**ABOUT THIS EXERCISE:**
Reproduce word for word everything in the mind-body passage from "Neuroscience has shown" down to "specific cognitive states.".

**GIVEN TEXT:**
.....

Neuroscience has shown what we do with our bodies has a consequence in the brain/mind. The body promotes a state of mind, the mind follows and in turn influences the actions of the body. A beneficial feedback loop is formed through an equivalence of mind and body. In this way, we can actually rewire our neural pathways. The resulting aesthetic form then is both embodied as well as an artifact of a creative cognitive state- creating the contextual environment for promoting and nurturing that state's sustained presence. This could be interpreted as a type of metacommunication or a kind of reading between the lines or visual inference promoting the context for specific cognitive states. 

2 comments:

Taney Roniger said...

Daniel, so much to appreciate here -- many thanks. First, I like your take on aesthetic form as "a visual artifact of a specific cognitive state." I might add to that that, since cognitive states are always changing, form is a kind of record of the various states through which cognition passed during the creative process.

The second thing I want to address is your very apt description of the way bodily actions affect states of mind and vice versa. Taking this one step further, though, might we be ready to drop the body/mind distinction altogether and finally concede that it's all one system? After all, we now know that there are neurons in our guts, and even if there weren't, it's clear that "mind" isn't locatable in any one place but rather is a function of the interaction between things. (Gregory Bateson used a very compelling example to demonstrate this point. You have a man with an axe who's cutting a piece of wood. Is mind immanent in the man's body, immanent in his brain, or transcendent to both -- somewhere "out there"? The answer is none of the above: "mind" is immanent in the circuit man-axe-wood-man-axe-wood..., where man means body and brain as one integrated whole). Charlene uses the word "bodymind" as a way of bypassing the false dichotomy. Perhaps we artists should adopt that term? My feeling is that the more we continue to talk about how our bodies affect our minds (and I do it all the time!), the more we perpetuate the error we're trying to move beyond!

.....

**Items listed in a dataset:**
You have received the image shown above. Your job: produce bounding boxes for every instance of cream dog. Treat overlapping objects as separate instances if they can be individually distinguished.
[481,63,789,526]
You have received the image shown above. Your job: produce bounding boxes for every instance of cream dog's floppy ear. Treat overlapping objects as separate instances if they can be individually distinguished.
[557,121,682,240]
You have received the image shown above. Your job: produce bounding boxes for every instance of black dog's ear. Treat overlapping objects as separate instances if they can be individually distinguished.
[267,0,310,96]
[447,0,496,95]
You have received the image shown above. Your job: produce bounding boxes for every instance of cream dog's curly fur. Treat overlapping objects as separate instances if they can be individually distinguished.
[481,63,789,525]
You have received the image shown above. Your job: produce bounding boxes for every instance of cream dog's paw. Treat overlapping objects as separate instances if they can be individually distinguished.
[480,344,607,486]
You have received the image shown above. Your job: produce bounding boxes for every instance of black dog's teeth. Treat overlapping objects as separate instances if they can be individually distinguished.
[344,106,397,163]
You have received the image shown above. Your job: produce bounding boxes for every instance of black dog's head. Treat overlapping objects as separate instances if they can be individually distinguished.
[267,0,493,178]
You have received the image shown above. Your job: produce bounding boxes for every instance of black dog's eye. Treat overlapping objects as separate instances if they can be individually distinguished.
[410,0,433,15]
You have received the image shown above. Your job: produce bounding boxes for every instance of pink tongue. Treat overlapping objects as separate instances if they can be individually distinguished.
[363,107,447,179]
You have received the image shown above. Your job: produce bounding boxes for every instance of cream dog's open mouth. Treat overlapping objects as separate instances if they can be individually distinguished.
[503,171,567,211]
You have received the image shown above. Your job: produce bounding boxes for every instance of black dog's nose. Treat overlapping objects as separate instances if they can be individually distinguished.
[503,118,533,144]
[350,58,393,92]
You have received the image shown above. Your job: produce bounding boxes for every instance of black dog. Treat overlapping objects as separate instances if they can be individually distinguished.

.....

**WRITTEN ANSWER:**
Neuroscience has shown what we do with our bodies has a consequence in the brain/mind. The body promotes a state of mind, the mind follows and in turn influences the actions of the body. A beneficial feedback loop is formed through an equivalence of mind and body. In this way, we can actually rewire our neural pathways. The resulting aesthetic form then is both embodied as well as an artifact of a creative cognitive state- creating the contextual environment for promoting and nurturing that state's sustained presence. This could be interpreted as a type of metacommunication or a kind of reading between the lines or visual inference promoting the context for specific cognitive states.